#### 任务要求:
a – 请从给定文本中抄出一段，从"Both the left"开始，一直到"left to right."为止，一字不改。
b – 判断以下说法是否与给定文本相符，每项答"是"或"否"，并一字不差地引用文本中起决定作用的词句：(i) 二叉搜索树中，节点的右子树只包含键值严格大于该节点键值的节点；(ii) 输入中的正整数 N 不超过 1000；(iii) 输出行的末尾允许留有多余空格。

#### 给定文本:
PAT 1064 Complete Binary Search Tree (30 分)

• 題目：

  A Binary Search Tree (BST) is recursively defined as a binary tree which has the following properties:

  The left subtree of a node contains only nodes with keys less than the node’s key.

  The right subtree of a node contains only nodes with keys greater than or equal to the node’s key.

  Both the left and right subtrees must also be binary search trees.

A Complete Binary Tree (CBT) is a tree that is completely filled, with the possible exception of the bottom level, which is filled from left to right.

Now given a sequence of distinct non-negative integer keys, a unique BST can be constructed if it is required that the tree must also be a CBT. You are supposed to output the level order traversal sequence of this BST.

Input Specification:

Each input file contains one test case. For each case, the first line contains a positive integer N (≤1000). Then N distinct non-negative integer keys are given in the next line. All the numbers in a line are separated by a space and are no greater than 2000.

Output Specification:

For each test case, print in one line the level order traversal sequence of the corresponding complete binary search tree. All the numbers in a line must be separated by a space, and there must be no extra space at the end of the line.

#### 提供材料:
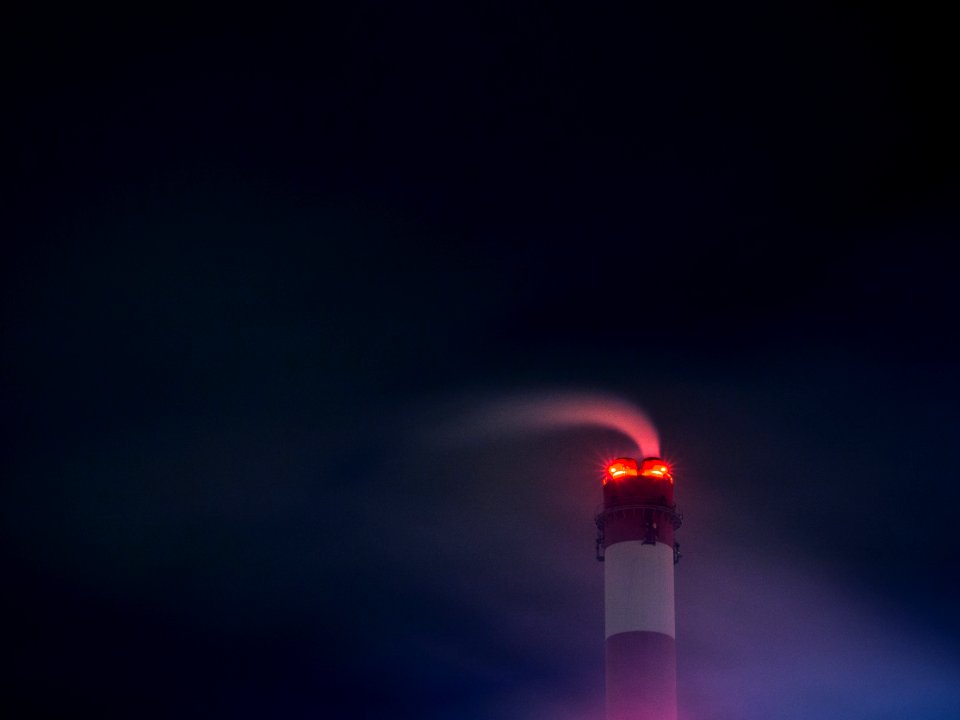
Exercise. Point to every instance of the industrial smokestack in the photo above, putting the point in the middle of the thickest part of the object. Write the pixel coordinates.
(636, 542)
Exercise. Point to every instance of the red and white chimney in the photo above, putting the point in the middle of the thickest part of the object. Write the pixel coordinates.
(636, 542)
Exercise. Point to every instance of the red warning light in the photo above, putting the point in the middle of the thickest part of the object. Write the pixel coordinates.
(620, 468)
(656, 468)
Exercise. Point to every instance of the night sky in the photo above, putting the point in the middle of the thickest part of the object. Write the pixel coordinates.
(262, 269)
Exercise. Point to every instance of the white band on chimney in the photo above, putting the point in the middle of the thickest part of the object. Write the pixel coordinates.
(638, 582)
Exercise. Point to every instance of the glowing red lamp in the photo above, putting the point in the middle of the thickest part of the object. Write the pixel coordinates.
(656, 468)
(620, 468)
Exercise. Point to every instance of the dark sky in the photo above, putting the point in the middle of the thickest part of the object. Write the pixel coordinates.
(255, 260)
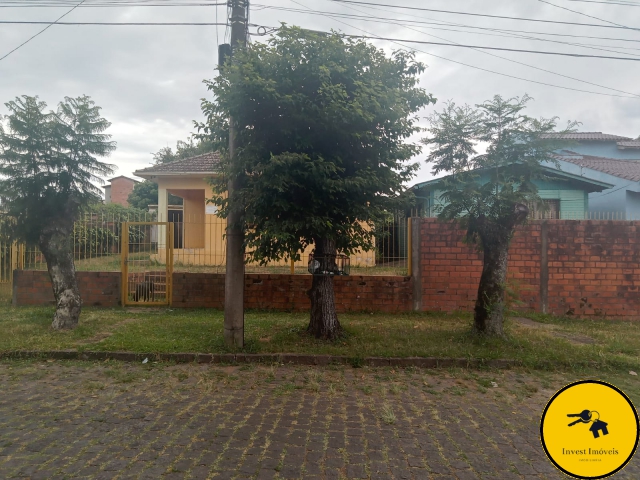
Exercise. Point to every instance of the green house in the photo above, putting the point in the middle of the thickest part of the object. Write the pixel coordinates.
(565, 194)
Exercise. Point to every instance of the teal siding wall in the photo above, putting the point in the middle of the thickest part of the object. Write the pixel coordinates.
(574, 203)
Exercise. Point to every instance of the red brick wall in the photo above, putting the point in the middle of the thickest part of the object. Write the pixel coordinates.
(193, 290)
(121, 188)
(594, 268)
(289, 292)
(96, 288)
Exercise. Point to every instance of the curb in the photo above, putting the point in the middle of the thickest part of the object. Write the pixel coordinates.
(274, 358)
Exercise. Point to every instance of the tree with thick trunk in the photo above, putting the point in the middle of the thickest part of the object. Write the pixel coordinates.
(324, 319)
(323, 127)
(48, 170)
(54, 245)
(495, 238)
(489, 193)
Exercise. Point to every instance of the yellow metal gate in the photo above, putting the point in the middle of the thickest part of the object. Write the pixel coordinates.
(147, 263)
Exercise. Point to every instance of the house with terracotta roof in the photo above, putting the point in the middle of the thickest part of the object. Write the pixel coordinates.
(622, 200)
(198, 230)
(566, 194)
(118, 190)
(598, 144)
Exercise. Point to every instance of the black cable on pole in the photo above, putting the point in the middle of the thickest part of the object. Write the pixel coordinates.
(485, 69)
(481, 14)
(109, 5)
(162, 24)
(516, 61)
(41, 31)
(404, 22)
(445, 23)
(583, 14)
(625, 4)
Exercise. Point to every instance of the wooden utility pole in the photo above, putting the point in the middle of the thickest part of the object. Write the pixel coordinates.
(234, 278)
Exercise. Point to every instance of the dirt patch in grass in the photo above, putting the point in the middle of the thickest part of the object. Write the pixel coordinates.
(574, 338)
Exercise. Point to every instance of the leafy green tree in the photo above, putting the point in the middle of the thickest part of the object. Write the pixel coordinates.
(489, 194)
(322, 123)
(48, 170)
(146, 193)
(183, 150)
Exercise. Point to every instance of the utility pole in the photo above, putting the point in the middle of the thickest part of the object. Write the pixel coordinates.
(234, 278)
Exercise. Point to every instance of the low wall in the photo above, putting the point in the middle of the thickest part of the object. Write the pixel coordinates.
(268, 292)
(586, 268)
---
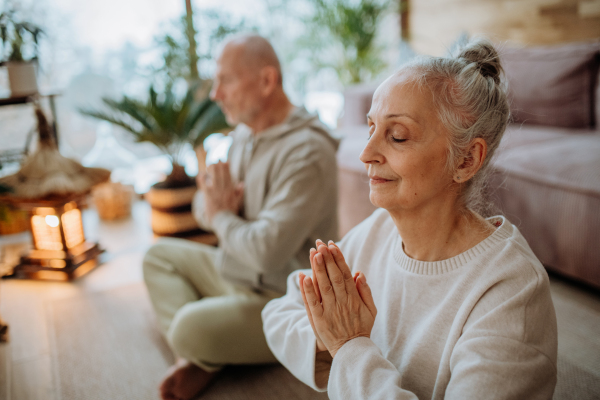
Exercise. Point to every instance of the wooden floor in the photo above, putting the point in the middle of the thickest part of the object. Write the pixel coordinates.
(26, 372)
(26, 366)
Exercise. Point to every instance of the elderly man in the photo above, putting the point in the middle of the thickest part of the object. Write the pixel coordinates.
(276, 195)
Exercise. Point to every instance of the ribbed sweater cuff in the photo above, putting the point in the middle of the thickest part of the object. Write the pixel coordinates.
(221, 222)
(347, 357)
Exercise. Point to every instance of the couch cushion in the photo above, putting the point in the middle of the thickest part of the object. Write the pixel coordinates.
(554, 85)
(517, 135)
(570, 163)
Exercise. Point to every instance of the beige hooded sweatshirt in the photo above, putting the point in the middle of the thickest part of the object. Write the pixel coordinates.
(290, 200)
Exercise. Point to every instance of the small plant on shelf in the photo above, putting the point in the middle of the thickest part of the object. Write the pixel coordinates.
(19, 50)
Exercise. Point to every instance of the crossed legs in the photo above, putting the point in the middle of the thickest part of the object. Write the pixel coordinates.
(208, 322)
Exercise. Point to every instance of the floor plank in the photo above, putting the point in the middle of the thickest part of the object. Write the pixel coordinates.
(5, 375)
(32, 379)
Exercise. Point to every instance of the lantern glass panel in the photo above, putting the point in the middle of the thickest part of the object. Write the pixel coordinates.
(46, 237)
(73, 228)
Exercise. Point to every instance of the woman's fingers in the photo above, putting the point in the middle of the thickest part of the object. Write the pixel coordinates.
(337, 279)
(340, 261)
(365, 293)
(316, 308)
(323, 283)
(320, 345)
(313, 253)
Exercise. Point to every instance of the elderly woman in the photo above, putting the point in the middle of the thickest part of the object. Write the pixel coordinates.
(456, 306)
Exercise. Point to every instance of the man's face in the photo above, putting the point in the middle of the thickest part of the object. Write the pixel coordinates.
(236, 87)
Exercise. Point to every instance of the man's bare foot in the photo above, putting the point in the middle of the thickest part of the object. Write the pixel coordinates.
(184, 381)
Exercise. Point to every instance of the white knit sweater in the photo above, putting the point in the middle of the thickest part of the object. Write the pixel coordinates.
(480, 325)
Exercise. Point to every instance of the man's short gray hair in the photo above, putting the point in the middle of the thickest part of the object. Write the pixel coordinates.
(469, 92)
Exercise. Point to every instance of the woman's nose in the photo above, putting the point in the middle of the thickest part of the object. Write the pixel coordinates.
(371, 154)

#### 各题答案:
a –
Both the left and right subtrees must also be binary search trees.

A Complete Binary Tree (CBT) is a tree that is completely filled, with the possible exception of the bottom level, which is filled from left to right.

b –
(i) 否："The right subtree of a node contains only nodes with keys greater than or equal to the node’s key."
(ii) 是："a positive integer N (≤1000)"
(iii) 否："there must be no extra space at the end of the line"